SET EXERCISE A — Select every line in the records below that contains the word "cleat", matching case exactly, and copy those lines out.

Posted on 07/18/2006 2:11:27 AM PDT by Lorianne

THE MEDIA SCENE continues to develop in fascinating ways. The newspapers, especially the broadsheets, are having a great deal of difficulty in adapting to the development of the internet. Those, like the Sydney Morning Herald and the Age, who depend for the bulk of their revenue on classified advertising, are finding the competition from advertising online a growing threat to their “rivers of gold”, upon which they have depended for so many years to support large, top-heavy, editorial departments. Also, the pressure from competing online news sources is forcing them to make more and more of their content available in electronic form, not just as mainly happens at present effectively competing with their own news-stand sales, but increasingly tailored to the twenty-four-hour pattern of news in electronic form.

The relative strength of the opinion and features pages of the broadsheets which used to be a selling point is also suffering, from on the one hand the proliferation of blogs written by more and more sophisticated and knowledgeable writers which are freely available, and on the other the simple fact of the superior knowledge and intelligence, compared to the journalists, of such writers. Who wants ignorant opinionating from, for example, the Age when far better written, better informed and analytical comment can be found just as easily elsewhere?

Not that this is so common in Australia, thanks to the tedious obsessions of most of our university and professional intellectuals, to whom we owe the continuing abysmally low standard of political commentary and lack of real reporting of policy, but it is certainly easily to be found on other internet sources. The Australian internet newsletters have for the most part been a failure so far—the online journals are full of the same kind of rubbish as is spouted in the universities. For a time Crikey was a refreshing, larrikinish, exception; now that it has been taken over by one of the mini-empires of publishing it has become boring and predictable. So for the most part our allegedly intellectual life in online publishing is a matter of rounding up the usual suspects. The newspapers are slightly better in this respect since they at least realise that there is a wider audience than those connected with the intellectual kaffeeklatsches.

The decline of the print media is now being followed by that of the traditional broadcast media—if the word traditional can appropriately be applied to a phenomenon with origins in the twentieth century. Radio has been surprisingly vigorous, perhaps because while monopolies and licensing have existed from the beginning they have nevertheless allowed a proliferation of, first, small local stations and, since, fiercely competitive commercial outlets. The dead hand of bureaucracy was partially thrown off with the invention of FM broadcasting, and this remains essentially local.

Television with its origins in Australia only fifty years ago still remains essentially an oligopoly. But again this is beginning to be challenged by new technologies. The first step towards this was cable subscription television. But even this, as well as mass audience cinema release, has been challenged by the growth first of all of VHS tapes and now most of all by DVD releases of films, both backlist and new—more and more films are being seen only momentarily on cinema screen and then go into DVD release, while some are even bypassing the cinemas and going straight to DVD. This has clearly affected both cinema audiences and television audiences for film. So increasingly the free-to-air television stations are abandoning the traditional repeats of old films in favour of alternatives. That is, with the exception of the “national” broadcaster, the ABC, which devotes hours of overnight time to interminable repeats of old British rubbish.

Dataset records —
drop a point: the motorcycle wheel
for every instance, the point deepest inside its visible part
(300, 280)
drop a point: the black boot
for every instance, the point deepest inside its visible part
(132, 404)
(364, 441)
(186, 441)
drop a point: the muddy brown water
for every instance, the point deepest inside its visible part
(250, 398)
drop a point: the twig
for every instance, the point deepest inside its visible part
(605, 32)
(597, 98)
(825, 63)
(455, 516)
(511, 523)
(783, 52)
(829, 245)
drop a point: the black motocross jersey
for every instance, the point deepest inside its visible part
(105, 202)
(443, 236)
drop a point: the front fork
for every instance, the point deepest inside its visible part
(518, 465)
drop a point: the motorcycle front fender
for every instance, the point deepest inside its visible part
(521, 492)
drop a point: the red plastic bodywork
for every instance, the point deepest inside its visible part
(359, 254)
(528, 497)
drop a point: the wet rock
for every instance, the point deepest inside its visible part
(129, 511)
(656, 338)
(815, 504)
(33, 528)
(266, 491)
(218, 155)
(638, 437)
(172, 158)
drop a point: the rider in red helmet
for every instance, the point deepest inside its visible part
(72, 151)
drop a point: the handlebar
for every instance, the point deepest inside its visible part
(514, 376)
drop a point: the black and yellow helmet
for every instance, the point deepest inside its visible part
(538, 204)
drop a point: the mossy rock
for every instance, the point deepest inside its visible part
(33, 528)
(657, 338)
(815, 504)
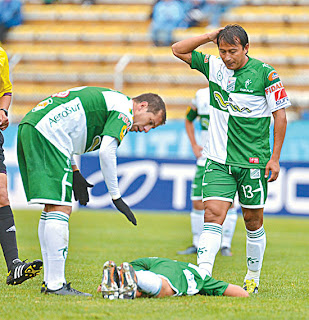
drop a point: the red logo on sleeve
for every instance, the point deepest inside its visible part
(280, 94)
(254, 160)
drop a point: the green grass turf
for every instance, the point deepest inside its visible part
(97, 237)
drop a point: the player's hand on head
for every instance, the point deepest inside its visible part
(214, 34)
(80, 188)
(124, 208)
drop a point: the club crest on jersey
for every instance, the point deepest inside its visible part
(62, 94)
(225, 105)
(231, 84)
(43, 104)
(96, 141)
(247, 84)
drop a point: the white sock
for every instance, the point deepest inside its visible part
(57, 240)
(209, 246)
(41, 230)
(197, 224)
(148, 282)
(228, 228)
(256, 243)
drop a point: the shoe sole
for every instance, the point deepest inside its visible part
(128, 284)
(32, 271)
(109, 287)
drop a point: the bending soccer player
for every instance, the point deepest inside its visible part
(18, 271)
(161, 277)
(244, 94)
(200, 108)
(72, 122)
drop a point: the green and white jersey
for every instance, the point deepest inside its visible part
(184, 278)
(201, 109)
(242, 102)
(75, 120)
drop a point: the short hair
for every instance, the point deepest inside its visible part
(233, 34)
(155, 104)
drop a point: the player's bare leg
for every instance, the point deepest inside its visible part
(256, 243)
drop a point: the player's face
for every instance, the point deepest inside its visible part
(233, 55)
(143, 121)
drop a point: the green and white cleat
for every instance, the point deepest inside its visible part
(250, 286)
(128, 282)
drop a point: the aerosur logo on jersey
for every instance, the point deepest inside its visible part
(225, 105)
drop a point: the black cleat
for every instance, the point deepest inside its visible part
(22, 271)
(128, 282)
(110, 281)
(190, 250)
(66, 290)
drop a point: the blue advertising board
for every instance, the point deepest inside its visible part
(155, 171)
(164, 184)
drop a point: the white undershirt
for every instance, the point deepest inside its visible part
(108, 162)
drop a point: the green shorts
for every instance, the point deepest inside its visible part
(196, 186)
(221, 182)
(45, 171)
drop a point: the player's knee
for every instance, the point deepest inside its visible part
(253, 221)
(4, 199)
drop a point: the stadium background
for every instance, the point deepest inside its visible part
(67, 44)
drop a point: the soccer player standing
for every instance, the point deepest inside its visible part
(244, 93)
(200, 109)
(19, 271)
(75, 121)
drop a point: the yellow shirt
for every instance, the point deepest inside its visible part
(5, 83)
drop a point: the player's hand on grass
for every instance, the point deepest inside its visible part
(123, 208)
(80, 188)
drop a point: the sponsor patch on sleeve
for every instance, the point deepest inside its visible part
(254, 160)
(273, 75)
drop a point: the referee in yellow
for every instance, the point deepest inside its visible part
(18, 271)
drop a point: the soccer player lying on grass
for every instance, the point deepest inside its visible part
(161, 277)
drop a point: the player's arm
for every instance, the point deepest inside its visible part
(197, 149)
(235, 291)
(108, 163)
(280, 123)
(183, 49)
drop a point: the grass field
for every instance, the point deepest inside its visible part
(95, 238)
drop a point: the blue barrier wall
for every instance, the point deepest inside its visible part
(155, 171)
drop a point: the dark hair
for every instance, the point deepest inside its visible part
(155, 104)
(233, 34)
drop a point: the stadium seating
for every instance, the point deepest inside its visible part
(67, 44)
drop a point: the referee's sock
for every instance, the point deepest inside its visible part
(8, 235)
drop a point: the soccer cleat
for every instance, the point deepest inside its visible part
(110, 281)
(226, 252)
(250, 286)
(128, 282)
(190, 250)
(22, 271)
(43, 287)
(66, 290)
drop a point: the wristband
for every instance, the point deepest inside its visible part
(5, 111)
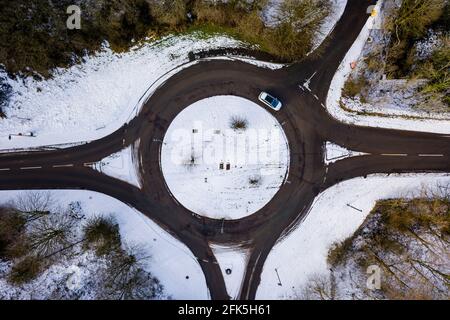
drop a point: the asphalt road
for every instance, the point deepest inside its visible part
(307, 126)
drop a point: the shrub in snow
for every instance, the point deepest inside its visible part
(238, 123)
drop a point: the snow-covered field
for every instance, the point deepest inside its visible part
(220, 172)
(233, 263)
(171, 261)
(389, 121)
(121, 165)
(335, 215)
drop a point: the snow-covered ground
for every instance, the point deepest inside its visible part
(335, 215)
(171, 261)
(219, 172)
(389, 121)
(270, 16)
(334, 152)
(96, 97)
(337, 9)
(232, 262)
(120, 165)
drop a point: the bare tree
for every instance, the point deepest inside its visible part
(125, 277)
(34, 204)
(318, 287)
(52, 234)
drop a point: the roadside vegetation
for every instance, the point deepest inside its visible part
(39, 240)
(408, 239)
(34, 38)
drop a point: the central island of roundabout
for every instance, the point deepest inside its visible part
(224, 157)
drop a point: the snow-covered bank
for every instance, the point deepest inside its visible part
(392, 118)
(171, 261)
(335, 215)
(337, 9)
(96, 97)
(334, 152)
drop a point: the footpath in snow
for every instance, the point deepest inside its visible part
(335, 215)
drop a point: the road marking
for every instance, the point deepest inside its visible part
(62, 165)
(394, 154)
(431, 155)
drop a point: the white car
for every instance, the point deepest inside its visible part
(270, 101)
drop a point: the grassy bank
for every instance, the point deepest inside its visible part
(34, 38)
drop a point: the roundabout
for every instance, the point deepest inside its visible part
(173, 166)
(224, 157)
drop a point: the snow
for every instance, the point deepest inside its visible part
(235, 259)
(171, 261)
(388, 121)
(334, 152)
(200, 140)
(271, 16)
(120, 165)
(303, 252)
(93, 99)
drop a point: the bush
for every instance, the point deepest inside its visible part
(36, 39)
(255, 180)
(238, 123)
(25, 270)
(339, 251)
(354, 87)
(412, 22)
(12, 237)
(102, 235)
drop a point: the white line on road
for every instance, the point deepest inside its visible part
(30, 168)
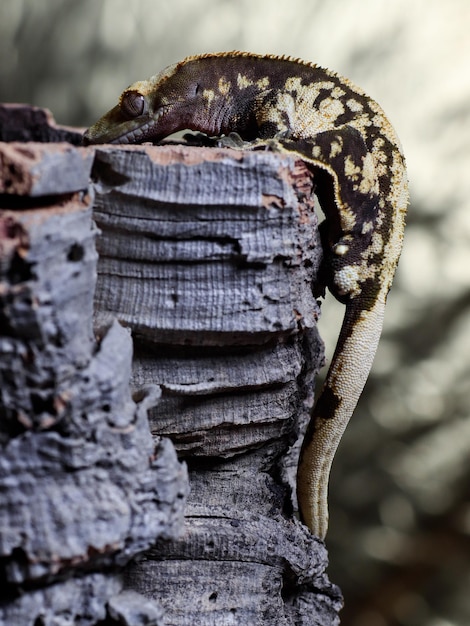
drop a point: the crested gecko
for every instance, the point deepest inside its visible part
(345, 137)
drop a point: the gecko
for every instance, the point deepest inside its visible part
(356, 157)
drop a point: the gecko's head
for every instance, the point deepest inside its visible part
(152, 109)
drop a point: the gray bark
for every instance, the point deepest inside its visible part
(208, 256)
(84, 487)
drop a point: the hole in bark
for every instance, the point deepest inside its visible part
(76, 253)
(42, 404)
(19, 270)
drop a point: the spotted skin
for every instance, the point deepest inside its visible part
(344, 136)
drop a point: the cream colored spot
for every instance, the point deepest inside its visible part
(243, 81)
(368, 183)
(351, 170)
(354, 105)
(347, 281)
(331, 108)
(367, 227)
(224, 86)
(340, 249)
(336, 148)
(209, 95)
(337, 92)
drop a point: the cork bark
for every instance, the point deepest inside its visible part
(206, 273)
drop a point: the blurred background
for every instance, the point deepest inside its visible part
(400, 492)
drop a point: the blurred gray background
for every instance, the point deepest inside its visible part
(400, 497)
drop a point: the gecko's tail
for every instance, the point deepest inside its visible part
(347, 375)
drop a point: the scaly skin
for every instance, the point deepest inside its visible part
(345, 137)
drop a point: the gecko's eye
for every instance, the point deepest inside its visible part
(133, 104)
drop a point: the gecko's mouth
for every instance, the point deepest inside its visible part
(138, 135)
(111, 129)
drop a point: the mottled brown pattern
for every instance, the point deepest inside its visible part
(299, 108)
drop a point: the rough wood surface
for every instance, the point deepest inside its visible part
(22, 122)
(83, 486)
(209, 256)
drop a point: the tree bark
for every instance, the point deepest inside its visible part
(210, 257)
(83, 485)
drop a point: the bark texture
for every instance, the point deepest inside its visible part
(209, 256)
(83, 485)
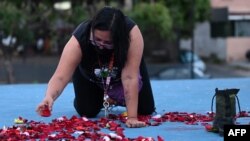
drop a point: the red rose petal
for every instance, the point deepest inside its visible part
(46, 112)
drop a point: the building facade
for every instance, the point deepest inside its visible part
(227, 35)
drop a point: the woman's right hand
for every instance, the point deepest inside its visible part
(46, 103)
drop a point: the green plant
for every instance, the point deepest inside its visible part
(152, 17)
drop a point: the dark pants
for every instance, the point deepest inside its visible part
(89, 97)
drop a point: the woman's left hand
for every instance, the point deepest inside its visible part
(135, 123)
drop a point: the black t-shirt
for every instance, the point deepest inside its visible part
(92, 65)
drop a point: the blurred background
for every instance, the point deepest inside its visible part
(184, 39)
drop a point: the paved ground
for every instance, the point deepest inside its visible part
(191, 96)
(170, 95)
(40, 69)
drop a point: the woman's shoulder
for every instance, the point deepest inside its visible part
(130, 22)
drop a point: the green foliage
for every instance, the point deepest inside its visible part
(78, 14)
(152, 18)
(185, 13)
(11, 18)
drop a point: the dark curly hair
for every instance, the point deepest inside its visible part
(113, 20)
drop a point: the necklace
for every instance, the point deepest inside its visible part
(106, 83)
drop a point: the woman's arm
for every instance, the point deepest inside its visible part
(131, 71)
(70, 58)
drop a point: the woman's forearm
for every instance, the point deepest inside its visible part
(131, 90)
(55, 87)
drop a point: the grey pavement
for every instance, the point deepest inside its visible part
(39, 69)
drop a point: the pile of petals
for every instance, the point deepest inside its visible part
(82, 128)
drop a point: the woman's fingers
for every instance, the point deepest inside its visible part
(135, 124)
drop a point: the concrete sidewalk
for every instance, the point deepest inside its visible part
(170, 96)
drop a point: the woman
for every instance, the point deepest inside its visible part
(104, 56)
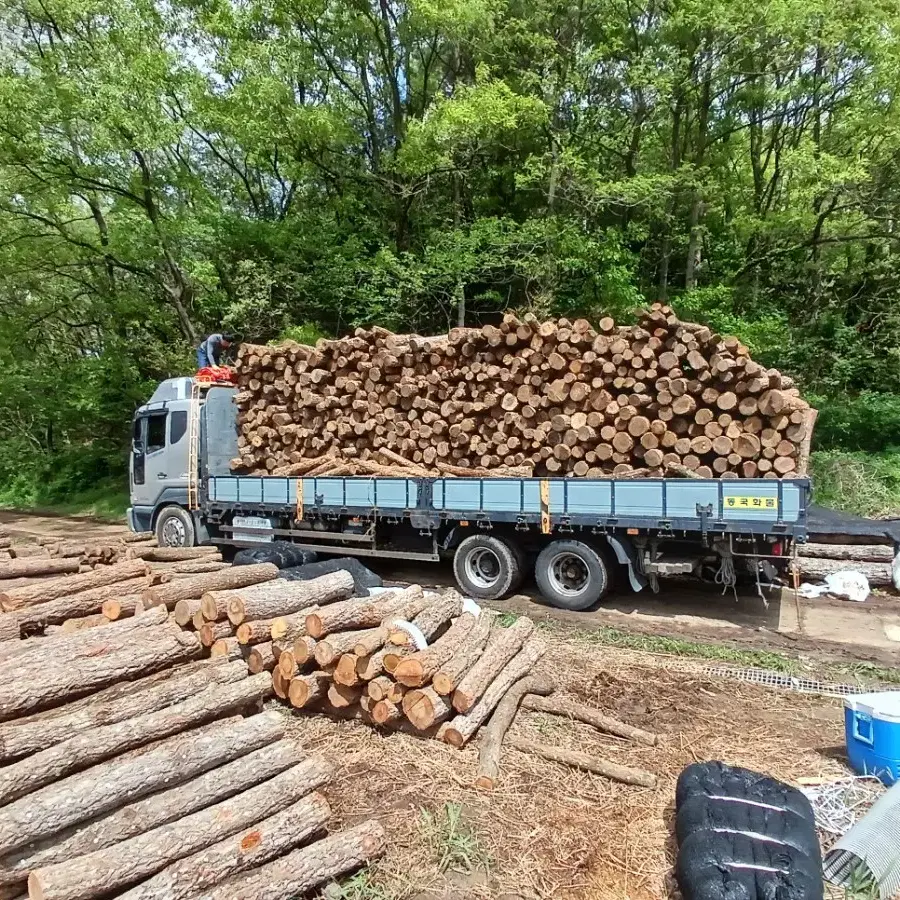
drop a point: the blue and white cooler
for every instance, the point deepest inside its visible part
(872, 725)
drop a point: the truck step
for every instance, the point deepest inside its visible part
(674, 566)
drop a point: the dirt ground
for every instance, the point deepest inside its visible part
(549, 831)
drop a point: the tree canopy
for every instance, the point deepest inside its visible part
(307, 166)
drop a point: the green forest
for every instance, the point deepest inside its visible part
(298, 168)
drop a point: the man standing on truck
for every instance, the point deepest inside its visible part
(212, 350)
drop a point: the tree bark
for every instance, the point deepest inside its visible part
(28, 568)
(366, 613)
(129, 861)
(172, 554)
(228, 579)
(83, 673)
(578, 760)
(84, 603)
(557, 706)
(44, 591)
(270, 838)
(96, 745)
(284, 597)
(128, 778)
(419, 668)
(23, 738)
(495, 730)
(860, 552)
(451, 672)
(298, 872)
(459, 729)
(502, 646)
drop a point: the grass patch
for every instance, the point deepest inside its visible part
(867, 484)
(106, 500)
(455, 843)
(758, 659)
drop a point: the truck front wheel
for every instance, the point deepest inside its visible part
(486, 568)
(175, 528)
(571, 575)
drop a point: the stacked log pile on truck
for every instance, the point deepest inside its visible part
(663, 397)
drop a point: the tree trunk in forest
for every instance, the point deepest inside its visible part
(459, 729)
(128, 778)
(91, 747)
(268, 839)
(45, 591)
(31, 736)
(129, 861)
(282, 598)
(235, 773)
(495, 731)
(227, 580)
(299, 872)
(502, 646)
(81, 674)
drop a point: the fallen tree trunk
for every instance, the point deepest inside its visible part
(459, 729)
(502, 646)
(23, 738)
(44, 591)
(286, 597)
(447, 678)
(128, 778)
(227, 580)
(270, 838)
(419, 668)
(299, 872)
(172, 554)
(29, 567)
(425, 707)
(585, 762)
(305, 689)
(84, 603)
(129, 861)
(365, 613)
(83, 673)
(91, 747)
(196, 793)
(559, 707)
(495, 730)
(861, 552)
(878, 574)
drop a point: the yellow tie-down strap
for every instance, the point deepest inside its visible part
(545, 507)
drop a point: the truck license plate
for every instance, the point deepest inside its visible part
(252, 528)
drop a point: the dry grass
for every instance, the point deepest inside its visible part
(548, 831)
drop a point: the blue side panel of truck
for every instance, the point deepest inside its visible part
(742, 506)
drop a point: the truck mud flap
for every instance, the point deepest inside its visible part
(626, 555)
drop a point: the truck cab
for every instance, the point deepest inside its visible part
(160, 468)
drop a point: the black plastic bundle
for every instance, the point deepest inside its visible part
(282, 553)
(744, 836)
(363, 578)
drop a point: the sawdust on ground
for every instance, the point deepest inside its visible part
(546, 830)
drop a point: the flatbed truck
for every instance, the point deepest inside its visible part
(577, 536)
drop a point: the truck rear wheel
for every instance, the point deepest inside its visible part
(571, 575)
(175, 528)
(486, 568)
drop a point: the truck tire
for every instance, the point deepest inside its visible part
(571, 575)
(486, 568)
(175, 528)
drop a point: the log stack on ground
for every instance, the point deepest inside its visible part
(126, 768)
(662, 397)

SET EXERCISE B — Extend the commentary on the Australian media scene above, picking up after its final sentence.

TASK RESULT A —
drop a point: the green and white cleat
drop a point: the black cleat
drop a point: the soccer cleat

TASK RESULT B —
At the same time DVD releases themselves are under threat from direct downloads of current and archival films. Telstra Bigpond Movies has been offering an excellent library of DVDs by an efficient postal distribution system (we must be thankful that some aspects of Australia Post are still functioning in a reasonable manner). Moreover there are superb backlists of old films on DVD growing on sites like Amazon, such that once-rare jewels of cinematic history can now be added to one’s own library. But Telstra is now offering direct downloads by broadband over the internet, so that for a fee considerably less than the normal cinema seat price one can have many films downloaded to one’s own computer for viewing at leisure. Clearly with the spread of suitable facilities this could begin to compete with traditional first cinema release. Some traditionalists prefer sitting in uncomfortable seats in a cinema amongst other people to enjoy a film. But these are, literally, dying out. More sensible people see the advantages of sitting in one’s own home, alone or with friends, with the ability to take breaks at will.

THE NEW MEDIA are also threatening the advertising base of the commercial television stations, which are fighting back by aiming primarily for lowest common denominator audience appeal material like game shows, “reality” shows, and interminable repeats of (mostly) old American rubbish, and by trying to come to grips with cost increases. The relatively serious news and current affairs programs are the main sufferers here, being both expensive and commanding diminishing audiences. While many people now take their news from television rather than newspapers, a short bulletin is quite enough for them. They are in general not interested in more than the occasional extended treatment, still less in the kind of phony investigative journalism which is the legacy of Watergate and in particular its popularised film version, All the President’s Men (1976).

But of course all this is beloved of contemporary journalist culture, and it is for this kind of thing that journalists make awards to each other. And it has to be remembered that virtually all media criticism of the trend in television programming is self-interested, that is, posited on the notion that the primary purpose of television is information packaged by journalists, not entertainment. This is very much the nature of all journalistic criticism of media policy. That, and in the case especially of ABC journalism, the desire to prescribe the kind of material which the media should carry.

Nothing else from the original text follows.